((
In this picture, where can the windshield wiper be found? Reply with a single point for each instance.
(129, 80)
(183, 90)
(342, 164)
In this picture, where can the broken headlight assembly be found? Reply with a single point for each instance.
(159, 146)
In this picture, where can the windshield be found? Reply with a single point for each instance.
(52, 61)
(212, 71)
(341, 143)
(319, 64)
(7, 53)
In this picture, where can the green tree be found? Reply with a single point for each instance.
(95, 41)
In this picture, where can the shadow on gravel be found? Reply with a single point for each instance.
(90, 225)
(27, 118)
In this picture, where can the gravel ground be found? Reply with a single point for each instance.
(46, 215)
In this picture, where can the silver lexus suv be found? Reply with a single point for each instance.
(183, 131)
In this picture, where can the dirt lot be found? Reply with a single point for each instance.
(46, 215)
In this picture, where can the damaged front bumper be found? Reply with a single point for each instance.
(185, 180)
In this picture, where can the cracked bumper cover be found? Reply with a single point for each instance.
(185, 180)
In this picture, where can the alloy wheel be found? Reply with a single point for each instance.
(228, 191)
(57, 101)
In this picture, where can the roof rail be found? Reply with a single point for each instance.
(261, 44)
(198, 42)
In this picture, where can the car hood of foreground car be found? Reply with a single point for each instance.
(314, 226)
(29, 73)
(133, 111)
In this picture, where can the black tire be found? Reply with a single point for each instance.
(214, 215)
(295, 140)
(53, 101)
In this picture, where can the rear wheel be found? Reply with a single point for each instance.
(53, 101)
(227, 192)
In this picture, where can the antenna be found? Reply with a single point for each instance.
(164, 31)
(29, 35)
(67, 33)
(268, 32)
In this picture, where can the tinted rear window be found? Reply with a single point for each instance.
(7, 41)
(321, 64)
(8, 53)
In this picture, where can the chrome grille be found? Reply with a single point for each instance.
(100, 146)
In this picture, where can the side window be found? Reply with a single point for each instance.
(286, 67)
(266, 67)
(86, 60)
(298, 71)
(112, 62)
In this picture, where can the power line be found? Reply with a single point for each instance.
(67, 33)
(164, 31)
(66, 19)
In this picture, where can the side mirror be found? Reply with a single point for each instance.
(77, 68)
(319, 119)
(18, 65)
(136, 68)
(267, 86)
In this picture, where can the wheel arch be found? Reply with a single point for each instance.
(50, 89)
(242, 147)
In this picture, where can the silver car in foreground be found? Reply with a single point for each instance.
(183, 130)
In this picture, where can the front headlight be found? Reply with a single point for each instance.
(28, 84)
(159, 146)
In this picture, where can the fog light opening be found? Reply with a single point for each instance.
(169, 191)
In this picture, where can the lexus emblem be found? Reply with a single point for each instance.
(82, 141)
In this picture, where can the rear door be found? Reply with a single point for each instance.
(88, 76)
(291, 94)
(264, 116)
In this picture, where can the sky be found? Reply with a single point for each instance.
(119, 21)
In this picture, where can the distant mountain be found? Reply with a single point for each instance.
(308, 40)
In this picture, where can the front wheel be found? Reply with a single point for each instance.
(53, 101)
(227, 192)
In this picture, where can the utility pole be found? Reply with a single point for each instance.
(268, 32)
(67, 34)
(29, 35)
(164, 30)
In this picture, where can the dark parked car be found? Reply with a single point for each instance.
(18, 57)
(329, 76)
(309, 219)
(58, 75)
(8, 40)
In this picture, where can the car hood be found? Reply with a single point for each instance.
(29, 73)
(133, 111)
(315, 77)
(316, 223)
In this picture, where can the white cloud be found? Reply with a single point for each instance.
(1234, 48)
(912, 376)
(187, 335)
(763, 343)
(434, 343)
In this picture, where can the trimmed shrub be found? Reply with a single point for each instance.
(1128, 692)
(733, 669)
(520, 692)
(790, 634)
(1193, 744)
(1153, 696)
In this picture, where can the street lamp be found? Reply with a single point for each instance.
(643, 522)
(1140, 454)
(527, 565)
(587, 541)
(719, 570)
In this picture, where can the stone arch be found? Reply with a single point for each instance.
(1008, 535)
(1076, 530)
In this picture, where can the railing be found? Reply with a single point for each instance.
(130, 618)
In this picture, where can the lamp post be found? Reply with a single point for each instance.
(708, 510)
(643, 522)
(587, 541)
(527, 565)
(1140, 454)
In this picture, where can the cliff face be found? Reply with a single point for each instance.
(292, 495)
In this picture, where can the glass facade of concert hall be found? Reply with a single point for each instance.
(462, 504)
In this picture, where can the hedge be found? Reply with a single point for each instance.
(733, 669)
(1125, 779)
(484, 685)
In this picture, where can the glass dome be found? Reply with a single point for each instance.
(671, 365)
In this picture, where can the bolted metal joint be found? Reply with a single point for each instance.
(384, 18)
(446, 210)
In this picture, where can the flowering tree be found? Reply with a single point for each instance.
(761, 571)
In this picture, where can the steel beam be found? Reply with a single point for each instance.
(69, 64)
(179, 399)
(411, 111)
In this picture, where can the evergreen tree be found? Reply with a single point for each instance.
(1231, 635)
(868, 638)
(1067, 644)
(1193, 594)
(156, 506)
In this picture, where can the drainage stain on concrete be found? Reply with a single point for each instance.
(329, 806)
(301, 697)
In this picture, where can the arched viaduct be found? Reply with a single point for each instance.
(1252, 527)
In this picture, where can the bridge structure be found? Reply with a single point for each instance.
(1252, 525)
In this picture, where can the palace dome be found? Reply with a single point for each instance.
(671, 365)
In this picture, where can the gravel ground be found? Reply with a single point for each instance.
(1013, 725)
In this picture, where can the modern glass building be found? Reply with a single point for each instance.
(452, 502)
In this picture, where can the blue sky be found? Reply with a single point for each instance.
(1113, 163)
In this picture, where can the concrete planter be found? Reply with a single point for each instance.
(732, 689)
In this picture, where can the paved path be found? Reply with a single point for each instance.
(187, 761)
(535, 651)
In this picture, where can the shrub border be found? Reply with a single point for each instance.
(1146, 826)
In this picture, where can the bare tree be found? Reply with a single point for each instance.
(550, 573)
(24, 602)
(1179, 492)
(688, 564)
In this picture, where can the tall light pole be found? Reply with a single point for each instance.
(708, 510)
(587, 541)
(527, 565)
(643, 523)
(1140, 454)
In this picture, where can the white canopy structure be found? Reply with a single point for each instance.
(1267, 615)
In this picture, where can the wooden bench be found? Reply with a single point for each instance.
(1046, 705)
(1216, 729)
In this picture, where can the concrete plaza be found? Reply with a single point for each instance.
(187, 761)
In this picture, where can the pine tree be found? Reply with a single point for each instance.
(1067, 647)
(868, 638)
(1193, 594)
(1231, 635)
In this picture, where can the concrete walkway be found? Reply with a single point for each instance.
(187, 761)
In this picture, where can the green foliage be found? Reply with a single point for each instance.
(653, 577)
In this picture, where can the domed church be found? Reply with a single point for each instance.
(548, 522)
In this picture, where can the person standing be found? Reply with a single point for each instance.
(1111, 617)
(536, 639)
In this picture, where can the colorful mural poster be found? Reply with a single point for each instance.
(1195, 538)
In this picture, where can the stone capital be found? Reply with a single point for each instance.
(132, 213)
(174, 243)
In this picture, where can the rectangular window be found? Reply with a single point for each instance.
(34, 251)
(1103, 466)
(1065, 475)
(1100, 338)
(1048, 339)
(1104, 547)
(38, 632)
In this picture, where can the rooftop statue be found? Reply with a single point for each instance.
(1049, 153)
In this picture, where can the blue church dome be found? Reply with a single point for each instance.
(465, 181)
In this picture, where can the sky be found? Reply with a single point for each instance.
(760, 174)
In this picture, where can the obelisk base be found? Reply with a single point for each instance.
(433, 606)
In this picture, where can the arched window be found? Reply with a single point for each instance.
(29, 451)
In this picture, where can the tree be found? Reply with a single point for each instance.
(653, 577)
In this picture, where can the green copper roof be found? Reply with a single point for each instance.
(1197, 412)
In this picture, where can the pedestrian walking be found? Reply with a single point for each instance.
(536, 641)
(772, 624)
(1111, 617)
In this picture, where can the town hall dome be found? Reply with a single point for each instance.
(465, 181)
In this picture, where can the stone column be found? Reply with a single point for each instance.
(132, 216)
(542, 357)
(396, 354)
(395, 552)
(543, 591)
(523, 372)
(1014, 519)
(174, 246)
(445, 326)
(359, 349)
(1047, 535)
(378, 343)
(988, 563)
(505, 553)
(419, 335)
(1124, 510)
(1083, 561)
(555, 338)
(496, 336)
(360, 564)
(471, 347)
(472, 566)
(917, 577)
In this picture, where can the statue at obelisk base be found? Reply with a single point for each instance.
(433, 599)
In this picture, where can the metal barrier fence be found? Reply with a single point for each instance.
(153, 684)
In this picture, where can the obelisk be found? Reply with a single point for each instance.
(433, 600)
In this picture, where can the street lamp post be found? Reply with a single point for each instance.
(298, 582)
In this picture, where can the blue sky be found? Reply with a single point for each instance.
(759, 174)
))
### Task
Quote the records verbatim, from the line that contains "In this picture, where can the obelisk base" through the end of the records.

### Answer to this task
In this picture, where can the obelisk base be found? Reply with a single point for each instance.
(433, 606)
In this picture, where can the arched window be found? Reply with a single point for each instance.
(29, 451)
In this picture, where can the tree be found? Reply with a single point for each instance.
(653, 577)
In this picture, where can the green copper roof be found? Reply with a single point for each instance.
(1197, 412)
In this picture, where can the pedestrian walking be found? Reply with a single point for each instance.
(536, 641)
(772, 624)
(1111, 617)
In this picture, where can the town hall dome be found? Reply with a single point for each instance.
(465, 181)
In this picture, where can the stone column be found? Reply with a single point for each instance.
(132, 216)
(542, 357)
(396, 354)
(395, 552)
(543, 591)
(523, 372)
(1014, 519)
(174, 246)
(445, 326)
(359, 349)
(1047, 535)
(378, 343)
(988, 563)
(505, 553)
(419, 335)
(1124, 510)
(1083, 561)
(555, 338)
(496, 336)
(360, 564)
(471, 347)
(472, 566)
(917, 577)
In this picture, where can the statue at obelisk base be found? Reply with a single point for each instance.
(433, 599)
In this picture, where can the metal barrier fence be found? Reply with a single point for each instance.
(153, 684)
In this picture, where can the obelisk be found? Reply with a single point for each instance.
(433, 600)
In this picture, where can the street lamp post be found? Reply with a single point for each instance.
(298, 582)
In this picture, where can the blue sky be found? Reply with a single point for each instance.
(759, 174)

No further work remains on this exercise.